**Task material**:
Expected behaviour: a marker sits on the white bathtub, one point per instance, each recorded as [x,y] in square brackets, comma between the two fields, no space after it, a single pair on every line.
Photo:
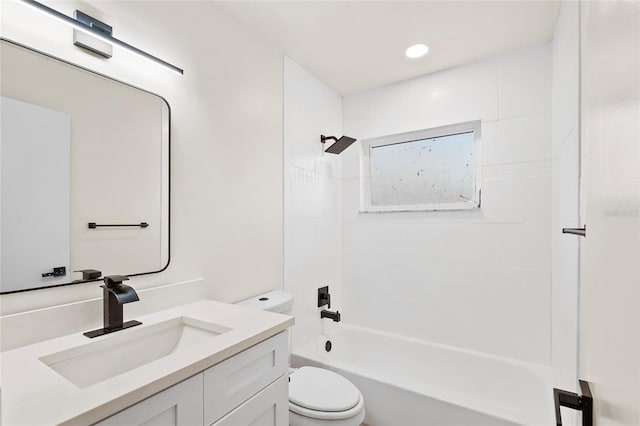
[407,382]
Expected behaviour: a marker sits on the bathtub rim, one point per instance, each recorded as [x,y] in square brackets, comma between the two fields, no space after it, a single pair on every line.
[310,350]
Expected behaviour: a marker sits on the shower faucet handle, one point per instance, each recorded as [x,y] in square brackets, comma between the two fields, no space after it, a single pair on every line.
[324,298]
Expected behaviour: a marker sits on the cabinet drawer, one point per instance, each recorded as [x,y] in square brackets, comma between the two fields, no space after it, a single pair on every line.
[180,405]
[270,407]
[235,380]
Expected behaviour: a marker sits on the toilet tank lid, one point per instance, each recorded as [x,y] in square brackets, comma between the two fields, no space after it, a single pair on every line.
[274,301]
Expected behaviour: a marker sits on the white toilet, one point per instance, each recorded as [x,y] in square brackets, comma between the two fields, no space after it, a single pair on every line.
[317,397]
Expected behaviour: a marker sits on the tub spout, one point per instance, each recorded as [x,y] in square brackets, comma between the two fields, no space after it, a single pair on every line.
[330,314]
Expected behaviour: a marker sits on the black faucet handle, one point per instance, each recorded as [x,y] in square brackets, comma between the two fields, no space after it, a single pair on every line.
[115,280]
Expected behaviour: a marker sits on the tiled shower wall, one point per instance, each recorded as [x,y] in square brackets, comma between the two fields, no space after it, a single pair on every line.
[480,279]
[312,240]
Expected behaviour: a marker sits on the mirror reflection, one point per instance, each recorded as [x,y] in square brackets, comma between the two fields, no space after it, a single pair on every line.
[84,174]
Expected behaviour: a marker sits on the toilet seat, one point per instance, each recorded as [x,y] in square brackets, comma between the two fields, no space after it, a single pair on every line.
[322,394]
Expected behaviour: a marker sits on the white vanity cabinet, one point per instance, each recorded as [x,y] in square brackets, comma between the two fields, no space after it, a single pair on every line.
[250,388]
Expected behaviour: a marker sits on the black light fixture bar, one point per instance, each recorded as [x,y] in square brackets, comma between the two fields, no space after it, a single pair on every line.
[101,34]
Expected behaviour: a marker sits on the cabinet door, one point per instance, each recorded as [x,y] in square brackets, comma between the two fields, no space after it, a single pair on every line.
[180,405]
[235,380]
[270,407]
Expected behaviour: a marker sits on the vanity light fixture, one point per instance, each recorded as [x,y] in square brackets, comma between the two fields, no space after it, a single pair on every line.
[99,30]
[416,51]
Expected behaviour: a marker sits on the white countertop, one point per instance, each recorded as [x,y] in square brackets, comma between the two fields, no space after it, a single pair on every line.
[34,394]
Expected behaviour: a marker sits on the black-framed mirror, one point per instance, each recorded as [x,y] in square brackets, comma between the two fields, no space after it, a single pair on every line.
[85,173]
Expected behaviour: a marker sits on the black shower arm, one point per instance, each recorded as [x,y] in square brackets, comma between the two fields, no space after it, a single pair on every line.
[324,138]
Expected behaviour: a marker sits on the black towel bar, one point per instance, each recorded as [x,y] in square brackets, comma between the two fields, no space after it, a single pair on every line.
[93,225]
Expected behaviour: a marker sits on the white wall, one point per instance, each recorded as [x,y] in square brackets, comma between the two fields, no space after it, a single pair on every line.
[474,279]
[312,198]
[565,78]
[226,218]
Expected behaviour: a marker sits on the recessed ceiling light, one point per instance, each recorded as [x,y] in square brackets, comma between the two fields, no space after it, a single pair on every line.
[416,51]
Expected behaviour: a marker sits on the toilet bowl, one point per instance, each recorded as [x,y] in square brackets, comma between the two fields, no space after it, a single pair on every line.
[317,397]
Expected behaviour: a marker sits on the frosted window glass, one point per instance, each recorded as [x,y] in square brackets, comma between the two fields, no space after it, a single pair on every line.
[426,171]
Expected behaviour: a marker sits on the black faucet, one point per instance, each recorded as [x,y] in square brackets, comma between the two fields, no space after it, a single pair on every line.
[330,314]
[115,294]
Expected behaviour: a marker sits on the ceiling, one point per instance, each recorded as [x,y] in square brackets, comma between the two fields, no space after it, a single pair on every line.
[358,45]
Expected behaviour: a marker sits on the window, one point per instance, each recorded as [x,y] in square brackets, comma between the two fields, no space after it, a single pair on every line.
[431,169]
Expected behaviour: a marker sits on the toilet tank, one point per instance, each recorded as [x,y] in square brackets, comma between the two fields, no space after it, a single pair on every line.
[277,301]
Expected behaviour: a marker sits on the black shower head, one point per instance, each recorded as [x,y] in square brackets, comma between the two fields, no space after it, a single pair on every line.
[341,144]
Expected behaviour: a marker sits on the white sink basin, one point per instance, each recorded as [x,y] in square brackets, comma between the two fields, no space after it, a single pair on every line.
[125,350]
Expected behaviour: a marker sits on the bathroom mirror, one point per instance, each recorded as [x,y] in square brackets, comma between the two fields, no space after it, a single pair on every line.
[84,174]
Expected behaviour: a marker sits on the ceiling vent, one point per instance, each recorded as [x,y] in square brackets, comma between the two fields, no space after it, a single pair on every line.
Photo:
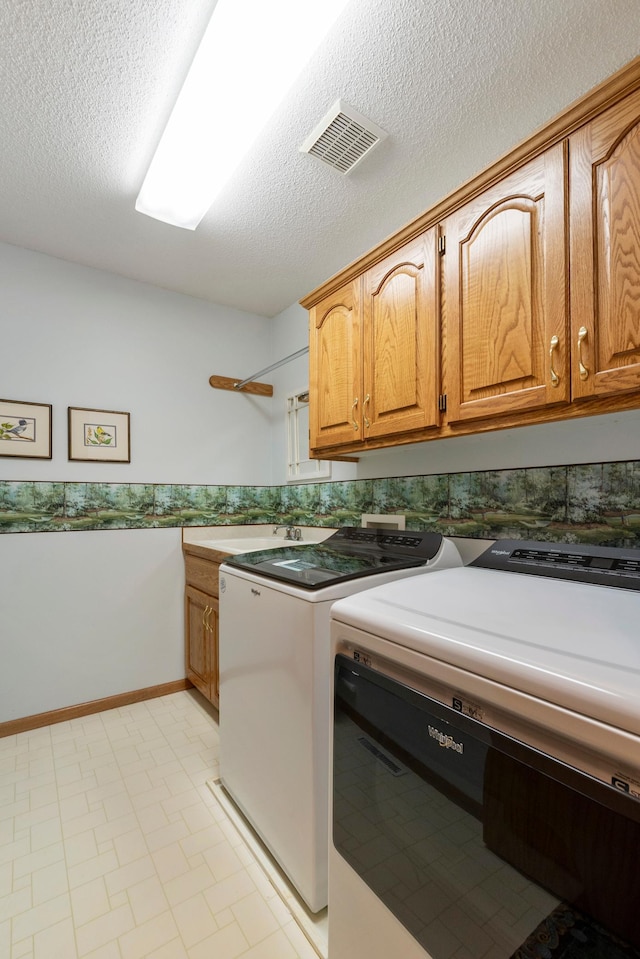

**About this exercise**: Give the listing again word for word. Skip any pictures.

**Response to the exercise**:
Expected behaviour: a marker sits on the white bathtub, one point per instance, each recorded as [x,y] in square brackets, comma between the two fields, no space after it, a single pair on every line.
Photo:
[407,382]
Expected behaviour: a marker sits on the bathtub rim, one point per instance, each recorded as [x,y] in square brackets, comma between the two fields, no space after it, a single pair on every line.
[310,350]
Expected behaviour: a marker sits on the shower faucet handle, one point per instance, each recorded as [x,y] in square brackets, comma between the two fields, no space after it, a single pair on every line.
[324,298]
Expected behaviour: a marker sits on the cabinet drawer, one point per instance, each recorded as [x,y] in square brackets, comma between the two fields, no space after it, a single pair on every line.
[180,405]
[270,407]
[235,380]
Expected behaviour: a marker sits on the toilet tank lid, one point per instance, each recorded as [x,y] in square brackets, comma between the two fields, no space after it, a single pair on every line.
[274,301]
Expected behaviour: a marker sits on the white toilet, one point per instance, each recorded as [x,y] in square brackets, comma between the two fields, no space after it, a single pair on every line.
[317,397]
Expected behaviour: a marker sits on the tub spout, one point per instance, each recorded as [x,y] in square brackets, comma between the two fields, no space after it, a single pair on every line.
[330,314]
Expected behaviour: a marker sits on the black faucet handle, one point per instance, each recorded as [x,y] in square brackets, comma between the two fields, no space after it, a single pair on every line.
[115,280]
Expected behaviour: a marker sits on the tiled shower wall, one point per instance, each recorded as [x,y] in square brackets, comma between the two fields, no space after it, a single pair on every line.
[480,279]
[312,240]
Expected behaviour: a marker sits on the mirror reflection, one point per instance, each recorded as [x,y] in square brackets, comma between the two fields, no space after it, a single pair on every line.
[84,174]
Expected behaviour: a marker sits on the toilet seat, one point per instance, each recorded as [x,y] in square brackets, comma between the two fields, no space after it, a single pair on every line.
[322,394]
Expected behaviour: a marker sits on the white vanity cabinet, one point per instance, each recorded as [x,y] in square brackets, comma between the two fields, no space after it, a single pair on every line.
[250,388]
Expected behaviour: a marker sits on the black light fixture bar, one point per instance, each recorded as [x,y] in square brackets, comma between the two fields, no space after it, a single pair on every line.
[101,34]
Expected behaviour: a marker sits on the cabinet door, one point per instance, each recorded as [x,y] in square brackets, comma between the two fields, no space after it, a single pair on every line.
[180,405]
[235,380]
[270,407]
Expected behaviour: a marker sits on the vanity light fixture, one point per instance, each recorded as [x,y] in square brackets, comma between the two fields, no space after it, a single pair on every line.
[99,30]
[416,51]
Expected behaviour: a marker sits on the white countertop, one point per instance, each recorded as [x,y] in square brackets, comma between the two fields, no space after it, a single pair on every line.
[34,394]
Expected behaviour: a marker sits on the black-framed mirror, one point per instance, each recorded as [x,y] in square brackets, comma between the two fields, no space after it, a single pair on every line.
[85,173]
Expected behaviour: a marker sits on the black shower arm, one point per instance, each recorded as [x,y] in square brackets, comma between the two fields, no space after it, a single pair on every line.
[324,138]
Expected behaviour: a marker sits on the black towel bar, one point per instance, each recorded as [x,y] in square brackets, comma between the two fields, no space after it, a single pair on every line.
[93,225]
Expected behaviour: a marker sits on the white wall, one point per instance, each recorded as [x,y] in square brackets, comma between the two fields, no space after it, a single pair on every line.
[474,279]
[312,198]
[565,78]
[226,218]
Expected behaviour: a marker sits on the recessed ceiling light, one point per instance, each recorded as [x,y] in square brackets, comma between the two fields, no space after it, a single pair on every line.
[416,51]
Expected behaviour: a marker sits on the toilet bowl, one point per instance, each recorded as [x,y] in square brackets, comma between the two fields, no space after it, a single pair on every line.
[317,397]
Expected behaviour: a marker sits on the frosted window glass, one point per instance, each recorded as [x,y] in square brackets, comma between the two fields, no space after it, a single pair on every line.
[426,171]
Expected behaviour: a marker sits on the black faucet, one point per instance, each recorded as [x,y] in square brackets, comma between the two fields, no space after it, a single pair on every line.
[330,314]
[115,294]
Expected behaviour: a marker sits on the ceiling, one point per instance, each recorded as [x,y] in square brackets, comma between the two fields, no space after it, a single pair on every line.
[358,45]
Expected behaviour: a marker sits on the window, one point per instance, each recorded as [x,y] in square brackets, comma between the two fields, no space after it, a single pair on every line.
[431,169]
Expected behaviour: a marker sits on the toilet tank, one point per instance, each recorded as [x,y] in square brackets, comma between the two fields, no space after it, a single pair on every line.
[277,301]
Expected behaviour: a marker sits on the black shower head, one point per instance, each recorded as [x,y] in square brackets, comma between the two fields, no space after it, a single pair on every line.
[341,144]
Expected behaviour: a marker sits on the white sink basin, one point per instance, each recorded as [x,y] in square brackets, comma between the two fields, no space after it, a single pair on every line.
[125,350]
Expected behaviour: a marker sits on the bathroom mirror, one point per instance, each recorded as [x,y] in square brackets, comma between the two fields, no space after it, a single pair on every line.
[84,174]
Expected behaviour: a marker sits on the ceiling vent, one point per instance, each recorded as [x,y] in square brackets, comma between the two fields, no space after it, a single pair on every line.
Photo:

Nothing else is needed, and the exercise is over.